• **What to work on**
Please output the passage of the probability supplement from "Which, with a" up to and including "entails \(B\), \(p(B\mid A)=1\).", word for word.

• **Source passage**
• • •

Supplement to Formal Epistemology

Technical Supplement

1. Elementary Theorems of Probability Theory

Theorem. (No Chance for Contradictions). When \(A\) is a contradiction, \(p(A) = 0\).

Proof: Let \(A\) be any contradiction, and let \(B\) be some tautology. Then \(A \vee B\) is also a tautology, and by axiom (2) of probability theory: \[ p(A \vee B) = 1\] Since \(A\) and \(B\) are logically incompatible, axiom (3) also tells us that: \[ p(A \vee B) = p(A) + p(B)\] Combining these two equations: \[ p(A) + p(B) = 1\] But axiom (2) also tells us that \(p(B)=1\). So: \[ p(A) + 1 = 1\] So \(p(A)=0\). \(\qed\)

Theorem (Complementarity for Contradictories). For any \(A\), \(p(A) = 1 - p(\neg A)\).

Proof: \(A \vee \neg A\) is always a tautology, so axiom (2) tells us: \[ p(A \vee \neg A) = 1\]

Since \(A\) and \(\neg A\) are logically incompatible, axiom (3) tells us: \[ p(A \vee \neg A) = p(A) + p(\neg A)\]

These two equations together yield: \[ p(A) + p(\neg A) = 1\]

Thus \(p(A) = 1-p(\neg A)\). \(\qed\)

Theorem (Equality for Equivalents). When \(A\) and \(B\) are logically equivalent, \(p(A) = p(B)\).

Proof: Suppose \(A\) and \(B\) are logically equivalent. Then \(\neg A\) and \(B\) are incompatible. So axiom (3) tells us: \[ p(\neg A \vee B) = p(\neg A) + p(B)\]

By the previous theorem this becomes: \[ p(\neg A \vee B) = 1 - p(A) + p(B)\]

But \(p(\neg A \vee B)=1\), since \(\neg A \vee B\) is a tautology. Thus: \[ 1 = 1 - p(A) + p(B)\]

Which, with a little algebra, yields \(p(A)=p(B)\). \(\qed\)

Theorem (Conditional Certainty for Logical Consequences). When \(A\) logically entails \(B\), \(p(B\mid A)=1\).

• • •

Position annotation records

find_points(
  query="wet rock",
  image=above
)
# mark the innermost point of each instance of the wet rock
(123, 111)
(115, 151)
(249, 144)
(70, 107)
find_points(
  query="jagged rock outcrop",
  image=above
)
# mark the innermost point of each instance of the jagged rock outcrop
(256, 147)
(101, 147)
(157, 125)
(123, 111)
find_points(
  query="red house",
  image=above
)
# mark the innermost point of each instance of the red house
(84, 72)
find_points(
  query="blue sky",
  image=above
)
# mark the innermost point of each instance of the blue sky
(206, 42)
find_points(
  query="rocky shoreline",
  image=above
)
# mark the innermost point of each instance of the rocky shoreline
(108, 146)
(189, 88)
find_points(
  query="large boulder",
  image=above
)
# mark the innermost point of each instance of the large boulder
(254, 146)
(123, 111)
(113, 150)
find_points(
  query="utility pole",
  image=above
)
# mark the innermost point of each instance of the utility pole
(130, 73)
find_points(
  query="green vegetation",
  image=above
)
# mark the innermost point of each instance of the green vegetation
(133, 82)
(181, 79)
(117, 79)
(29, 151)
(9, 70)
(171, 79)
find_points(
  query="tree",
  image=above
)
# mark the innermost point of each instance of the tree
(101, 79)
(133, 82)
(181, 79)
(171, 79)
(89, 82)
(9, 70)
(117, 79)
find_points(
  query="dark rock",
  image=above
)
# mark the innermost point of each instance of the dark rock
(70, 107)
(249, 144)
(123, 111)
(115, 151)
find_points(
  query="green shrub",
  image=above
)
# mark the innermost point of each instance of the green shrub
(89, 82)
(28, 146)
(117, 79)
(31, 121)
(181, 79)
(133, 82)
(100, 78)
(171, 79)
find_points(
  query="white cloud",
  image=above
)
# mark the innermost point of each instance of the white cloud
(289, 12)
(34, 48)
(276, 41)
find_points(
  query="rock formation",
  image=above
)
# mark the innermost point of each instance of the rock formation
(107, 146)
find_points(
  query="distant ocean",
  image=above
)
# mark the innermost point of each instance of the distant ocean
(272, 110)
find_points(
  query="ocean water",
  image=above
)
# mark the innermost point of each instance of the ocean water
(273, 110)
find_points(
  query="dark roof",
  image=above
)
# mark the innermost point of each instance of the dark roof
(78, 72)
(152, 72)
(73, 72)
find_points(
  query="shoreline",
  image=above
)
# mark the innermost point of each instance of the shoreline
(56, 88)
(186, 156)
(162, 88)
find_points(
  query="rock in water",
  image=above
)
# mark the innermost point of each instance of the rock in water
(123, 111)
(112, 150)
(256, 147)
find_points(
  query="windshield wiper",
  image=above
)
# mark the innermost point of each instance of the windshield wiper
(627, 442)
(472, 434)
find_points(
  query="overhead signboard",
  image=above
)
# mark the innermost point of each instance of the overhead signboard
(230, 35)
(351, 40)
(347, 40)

• • •

• **Response**
Which, with a little algebra, yields \(p(A)=p(B)\). \(\qed\)

Theorem (Conditional Certainty for Logical Consequences). When \(A\) logically entails \(B\), \(p(B\mid A)=1\).